Exercise:
Pull every line with "rough" from the data.

Saved data entries:
####################
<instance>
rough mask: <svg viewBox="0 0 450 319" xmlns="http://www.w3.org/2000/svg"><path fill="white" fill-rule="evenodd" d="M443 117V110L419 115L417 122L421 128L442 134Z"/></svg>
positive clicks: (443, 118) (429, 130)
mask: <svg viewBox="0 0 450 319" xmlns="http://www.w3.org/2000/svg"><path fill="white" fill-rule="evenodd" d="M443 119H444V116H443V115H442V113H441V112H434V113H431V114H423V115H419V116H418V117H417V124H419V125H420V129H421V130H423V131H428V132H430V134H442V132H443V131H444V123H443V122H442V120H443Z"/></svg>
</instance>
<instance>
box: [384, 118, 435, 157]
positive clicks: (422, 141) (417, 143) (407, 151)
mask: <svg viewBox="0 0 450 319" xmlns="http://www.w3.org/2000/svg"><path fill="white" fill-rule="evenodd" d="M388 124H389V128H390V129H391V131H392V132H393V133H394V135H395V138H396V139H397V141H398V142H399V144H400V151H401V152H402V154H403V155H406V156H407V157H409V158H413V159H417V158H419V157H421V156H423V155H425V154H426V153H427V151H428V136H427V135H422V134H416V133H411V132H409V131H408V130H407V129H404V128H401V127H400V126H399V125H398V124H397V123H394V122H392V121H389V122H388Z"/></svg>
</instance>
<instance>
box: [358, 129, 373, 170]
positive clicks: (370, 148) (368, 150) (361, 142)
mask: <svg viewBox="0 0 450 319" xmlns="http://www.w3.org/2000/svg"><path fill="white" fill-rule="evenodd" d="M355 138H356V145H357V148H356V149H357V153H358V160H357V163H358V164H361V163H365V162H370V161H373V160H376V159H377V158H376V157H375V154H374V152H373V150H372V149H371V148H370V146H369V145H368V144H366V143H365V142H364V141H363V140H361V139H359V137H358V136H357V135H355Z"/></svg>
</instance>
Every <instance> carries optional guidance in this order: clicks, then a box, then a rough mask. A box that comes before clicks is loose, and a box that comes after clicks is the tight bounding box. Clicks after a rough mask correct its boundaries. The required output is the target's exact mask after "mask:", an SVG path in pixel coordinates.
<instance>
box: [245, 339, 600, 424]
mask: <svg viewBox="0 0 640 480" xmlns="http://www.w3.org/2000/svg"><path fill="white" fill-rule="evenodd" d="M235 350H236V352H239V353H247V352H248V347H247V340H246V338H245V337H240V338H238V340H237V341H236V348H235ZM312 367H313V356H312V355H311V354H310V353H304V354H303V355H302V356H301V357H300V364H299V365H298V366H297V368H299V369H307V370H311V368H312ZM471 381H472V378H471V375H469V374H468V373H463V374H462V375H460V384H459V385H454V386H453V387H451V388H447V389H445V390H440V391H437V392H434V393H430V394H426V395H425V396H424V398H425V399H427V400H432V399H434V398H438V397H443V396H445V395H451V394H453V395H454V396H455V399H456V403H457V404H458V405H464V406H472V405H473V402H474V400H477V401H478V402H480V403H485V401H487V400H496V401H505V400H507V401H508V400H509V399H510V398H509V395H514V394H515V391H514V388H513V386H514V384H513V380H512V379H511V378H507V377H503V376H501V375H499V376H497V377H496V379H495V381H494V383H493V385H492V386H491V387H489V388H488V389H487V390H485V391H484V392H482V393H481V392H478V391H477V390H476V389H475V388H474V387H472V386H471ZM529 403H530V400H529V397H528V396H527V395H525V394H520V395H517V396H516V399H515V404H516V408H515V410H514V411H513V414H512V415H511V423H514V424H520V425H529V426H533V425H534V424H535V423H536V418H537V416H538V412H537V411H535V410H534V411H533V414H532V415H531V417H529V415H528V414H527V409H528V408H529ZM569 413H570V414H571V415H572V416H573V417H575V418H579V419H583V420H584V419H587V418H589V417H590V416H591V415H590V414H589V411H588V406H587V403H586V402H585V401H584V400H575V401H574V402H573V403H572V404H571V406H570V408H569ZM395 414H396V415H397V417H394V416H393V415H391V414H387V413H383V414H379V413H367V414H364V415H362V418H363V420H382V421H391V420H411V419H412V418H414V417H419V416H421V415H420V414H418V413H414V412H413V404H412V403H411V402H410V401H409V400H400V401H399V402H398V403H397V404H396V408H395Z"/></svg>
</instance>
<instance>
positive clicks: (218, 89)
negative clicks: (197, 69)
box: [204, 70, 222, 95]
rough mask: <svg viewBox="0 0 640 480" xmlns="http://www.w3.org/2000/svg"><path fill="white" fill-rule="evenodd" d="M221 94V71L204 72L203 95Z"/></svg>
####################
Result for this task:
rough mask: <svg viewBox="0 0 450 319" xmlns="http://www.w3.org/2000/svg"><path fill="white" fill-rule="evenodd" d="M443 117V110L419 115L417 122L421 128L442 134Z"/></svg>
Every <instance> carries optional guidance in this order: clicks, then a box, then a rough mask. A box that comes before clicks is loose, and a box that comes after clicks is the tight bounding box. Clicks after a rough mask correct its boundaries. The required output is the target's exact mask after "mask:", an SVG path in pixel coordinates.
rough mask: <svg viewBox="0 0 640 480" xmlns="http://www.w3.org/2000/svg"><path fill="white" fill-rule="evenodd" d="M221 94V71L204 72L203 95Z"/></svg>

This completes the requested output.